----- Dataset entries

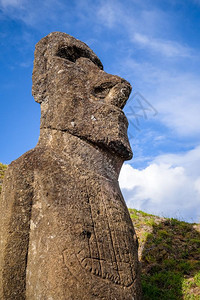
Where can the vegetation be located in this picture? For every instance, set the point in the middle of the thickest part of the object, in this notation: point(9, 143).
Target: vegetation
point(2, 171)
point(169, 252)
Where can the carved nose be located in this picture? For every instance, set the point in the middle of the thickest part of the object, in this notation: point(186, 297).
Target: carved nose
point(118, 94)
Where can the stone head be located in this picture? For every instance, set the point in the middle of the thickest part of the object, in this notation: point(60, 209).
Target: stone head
point(77, 96)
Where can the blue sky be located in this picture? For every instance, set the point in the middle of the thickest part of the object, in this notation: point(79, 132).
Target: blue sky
point(155, 44)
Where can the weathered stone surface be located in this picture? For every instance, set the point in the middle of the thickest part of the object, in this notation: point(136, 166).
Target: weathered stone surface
point(65, 229)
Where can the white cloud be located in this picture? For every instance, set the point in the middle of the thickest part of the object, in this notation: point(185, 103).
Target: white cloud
point(167, 187)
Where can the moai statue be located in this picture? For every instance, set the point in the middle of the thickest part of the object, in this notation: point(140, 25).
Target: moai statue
point(66, 233)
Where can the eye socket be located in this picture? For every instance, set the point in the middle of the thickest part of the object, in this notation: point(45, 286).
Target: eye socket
point(102, 90)
point(72, 53)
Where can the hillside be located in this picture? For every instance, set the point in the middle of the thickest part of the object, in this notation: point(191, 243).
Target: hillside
point(169, 252)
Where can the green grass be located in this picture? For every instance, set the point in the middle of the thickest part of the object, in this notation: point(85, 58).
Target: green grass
point(170, 257)
point(2, 171)
point(169, 252)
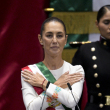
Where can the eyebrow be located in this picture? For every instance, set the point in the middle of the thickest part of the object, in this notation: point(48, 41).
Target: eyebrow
point(57, 32)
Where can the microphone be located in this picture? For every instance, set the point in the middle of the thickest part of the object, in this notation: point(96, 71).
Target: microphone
point(45, 94)
point(69, 86)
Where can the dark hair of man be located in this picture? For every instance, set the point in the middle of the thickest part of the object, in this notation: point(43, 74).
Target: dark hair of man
point(102, 11)
point(49, 20)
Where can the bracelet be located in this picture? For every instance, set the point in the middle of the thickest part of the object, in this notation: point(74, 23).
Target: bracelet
point(43, 82)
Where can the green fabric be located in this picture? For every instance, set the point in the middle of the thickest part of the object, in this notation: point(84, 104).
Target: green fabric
point(71, 5)
point(48, 76)
point(46, 72)
point(75, 37)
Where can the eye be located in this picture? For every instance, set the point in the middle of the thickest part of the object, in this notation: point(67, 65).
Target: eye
point(59, 36)
point(49, 36)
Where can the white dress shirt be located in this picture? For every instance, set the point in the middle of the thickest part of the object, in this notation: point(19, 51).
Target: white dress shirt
point(54, 94)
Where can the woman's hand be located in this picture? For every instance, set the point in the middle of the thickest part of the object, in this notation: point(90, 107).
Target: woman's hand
point(68, 78)
point(33, 79)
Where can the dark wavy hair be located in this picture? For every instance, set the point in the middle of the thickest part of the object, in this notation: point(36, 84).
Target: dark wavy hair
point(102, 11)
point(49, 20)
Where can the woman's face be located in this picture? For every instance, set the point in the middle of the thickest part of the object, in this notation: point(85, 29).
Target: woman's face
point(104, 25)
point(53, 38)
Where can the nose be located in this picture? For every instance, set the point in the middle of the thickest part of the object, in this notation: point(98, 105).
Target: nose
point(54, 39)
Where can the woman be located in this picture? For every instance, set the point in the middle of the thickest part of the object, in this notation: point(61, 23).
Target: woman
point(54, 69)
point(95, 59)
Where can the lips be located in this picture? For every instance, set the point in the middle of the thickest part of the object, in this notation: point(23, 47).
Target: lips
point(54, 47)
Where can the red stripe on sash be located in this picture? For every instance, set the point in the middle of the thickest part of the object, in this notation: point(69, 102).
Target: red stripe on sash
point(37, 89)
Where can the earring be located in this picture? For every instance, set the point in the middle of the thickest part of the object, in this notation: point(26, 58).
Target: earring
point(41, 43)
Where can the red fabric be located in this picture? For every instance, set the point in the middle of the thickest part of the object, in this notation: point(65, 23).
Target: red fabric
point(20, 23)
point(84, 97)
point(37, 89)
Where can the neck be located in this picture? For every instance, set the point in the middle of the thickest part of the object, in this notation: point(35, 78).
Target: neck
point(53, 62)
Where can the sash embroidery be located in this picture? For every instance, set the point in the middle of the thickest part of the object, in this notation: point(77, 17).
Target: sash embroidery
point(50, 78)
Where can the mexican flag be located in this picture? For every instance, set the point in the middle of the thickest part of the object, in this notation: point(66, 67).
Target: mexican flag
point(79, 17)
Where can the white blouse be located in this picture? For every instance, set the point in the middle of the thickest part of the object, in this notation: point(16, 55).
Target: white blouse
point(55, 96)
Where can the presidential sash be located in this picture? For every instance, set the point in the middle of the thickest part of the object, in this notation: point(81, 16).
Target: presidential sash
point(45, 71)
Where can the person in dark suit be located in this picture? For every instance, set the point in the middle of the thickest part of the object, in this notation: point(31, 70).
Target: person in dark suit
point(95, 59)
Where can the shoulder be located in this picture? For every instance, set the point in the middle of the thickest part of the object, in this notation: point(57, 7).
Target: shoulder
point(29, 67)
point(83, 49)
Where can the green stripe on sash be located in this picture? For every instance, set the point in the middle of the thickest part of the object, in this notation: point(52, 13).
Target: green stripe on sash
point(48, 76)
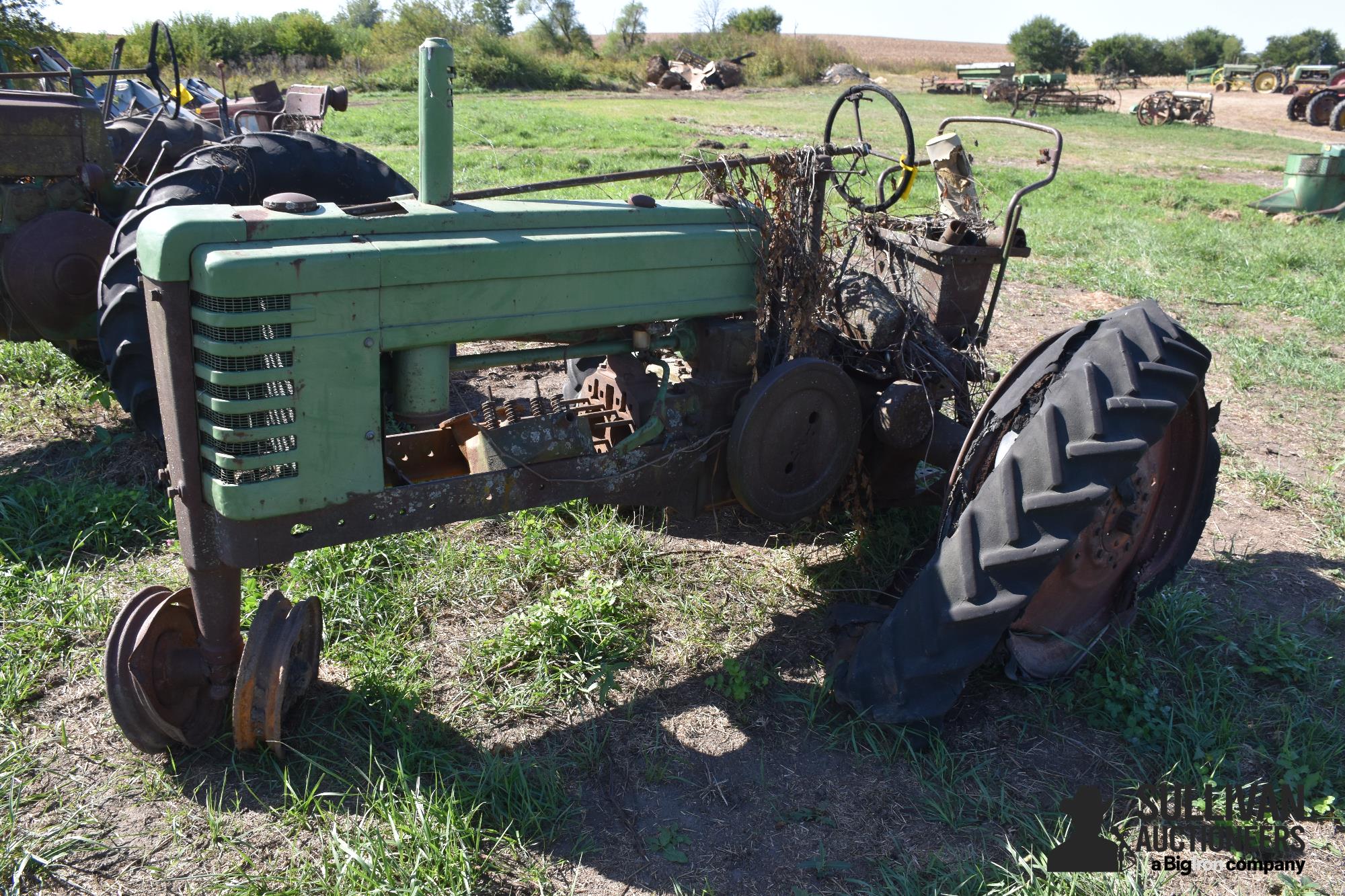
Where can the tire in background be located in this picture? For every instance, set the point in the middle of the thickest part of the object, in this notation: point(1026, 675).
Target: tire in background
point(240, 171)
point(1338, 122)
point(1297, 107)
point(1265, 81)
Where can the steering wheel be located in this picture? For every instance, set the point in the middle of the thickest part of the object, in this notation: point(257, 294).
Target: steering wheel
point(153, 69)
point(849, 182)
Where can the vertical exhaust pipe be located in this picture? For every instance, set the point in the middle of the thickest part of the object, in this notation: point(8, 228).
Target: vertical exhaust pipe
point(436, 122)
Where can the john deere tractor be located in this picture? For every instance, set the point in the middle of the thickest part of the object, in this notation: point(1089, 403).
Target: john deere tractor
point(307, 356)
point(73, 192)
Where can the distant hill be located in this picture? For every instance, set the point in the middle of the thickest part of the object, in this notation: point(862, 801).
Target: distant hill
point(888, 54)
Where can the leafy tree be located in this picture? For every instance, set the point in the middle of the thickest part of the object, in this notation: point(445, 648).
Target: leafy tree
point(305, 33)
point(558, 26)
point(354, 42)
point(1307, 48)
point(630, 28)
point(1046, 45)
point(709, 15)
point(361, 14)
point(761, 21)
point(1125, 53)
point(493, 15)
point(1210, 48)
point(412, 22)
point(25, 24)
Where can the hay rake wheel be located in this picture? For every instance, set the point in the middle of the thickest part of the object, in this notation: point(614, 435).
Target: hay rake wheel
point(1155, 110)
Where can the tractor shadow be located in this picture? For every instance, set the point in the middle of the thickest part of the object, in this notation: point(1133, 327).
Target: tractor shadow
point(779, 788)
point(680, 783)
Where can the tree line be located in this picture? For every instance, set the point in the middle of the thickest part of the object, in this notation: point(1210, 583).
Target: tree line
point(1043, 44)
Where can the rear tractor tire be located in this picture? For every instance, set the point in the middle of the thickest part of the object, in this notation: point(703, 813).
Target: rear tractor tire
point(1338, 122)
point(1319, 110)
point(1083, 486)
point(1266, 81)
point(1297, 108)
point(240, 171)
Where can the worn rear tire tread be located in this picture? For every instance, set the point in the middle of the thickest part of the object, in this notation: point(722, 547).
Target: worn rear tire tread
point(1121, 381)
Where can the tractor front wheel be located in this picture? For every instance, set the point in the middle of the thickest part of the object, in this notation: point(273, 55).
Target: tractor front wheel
point(241, 171)
point(1265, 81)
point(1085, 485)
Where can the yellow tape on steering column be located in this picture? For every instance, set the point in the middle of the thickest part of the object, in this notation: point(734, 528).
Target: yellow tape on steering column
point(910, 184)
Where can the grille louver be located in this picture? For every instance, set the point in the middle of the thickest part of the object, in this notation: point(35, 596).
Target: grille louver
point(235, 434)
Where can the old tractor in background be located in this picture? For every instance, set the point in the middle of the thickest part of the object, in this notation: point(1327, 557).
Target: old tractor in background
point(1164, 107)
point(1284, 80)
point(722, 350)
point(68, 174)
point(972, 77)
point(1315, 185)
point(73, 188)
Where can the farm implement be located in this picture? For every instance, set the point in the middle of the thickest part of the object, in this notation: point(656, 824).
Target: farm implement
point(1315, 185)
point(748, 348)
point(972, 77)
point(1040, 92)
point(1165, 107)
point(73, 182)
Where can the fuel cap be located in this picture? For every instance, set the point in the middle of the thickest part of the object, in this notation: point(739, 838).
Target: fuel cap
point(291, 202)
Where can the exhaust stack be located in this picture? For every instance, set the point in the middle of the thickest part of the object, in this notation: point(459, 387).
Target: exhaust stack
point(436, 122)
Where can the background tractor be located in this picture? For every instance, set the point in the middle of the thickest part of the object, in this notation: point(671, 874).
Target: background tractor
point(73, 192)
point(1319, 107)
point(731, 349)
point(1281, 80)
point(1164, 107)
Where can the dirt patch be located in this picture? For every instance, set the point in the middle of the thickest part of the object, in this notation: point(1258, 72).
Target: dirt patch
point(763, 132)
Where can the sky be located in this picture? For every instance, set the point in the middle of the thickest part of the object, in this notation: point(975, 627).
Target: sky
point(981, 21)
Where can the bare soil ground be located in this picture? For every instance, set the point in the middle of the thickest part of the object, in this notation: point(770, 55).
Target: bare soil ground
point(890, 54)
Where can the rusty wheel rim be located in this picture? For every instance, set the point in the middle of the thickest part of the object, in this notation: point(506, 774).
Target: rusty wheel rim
point(157, 686)
point(1132, 540)
point(279, 665)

----------

§ Exercise prompt:
Edit the lines starting at the first line and ending at the line that contains "point(118, 94)", replacing "carved nose" with "sculpted nose" and changing nothing else. Give only those lines, without the pictures.

§ Solution:
Where can the vegetation be located in this picture? For every instance, set the point in the middle of the thickest part of the object, in this notation: point(9, 143).
Target: vegetation
point(2, 171)
point(169, 252)
Where can the sculpted nose be located in this picture? For every instance, set the point in the middle of the thickest part of the object, in this notation: point(186, 297).
Target: sculpted nose
point(118, 94)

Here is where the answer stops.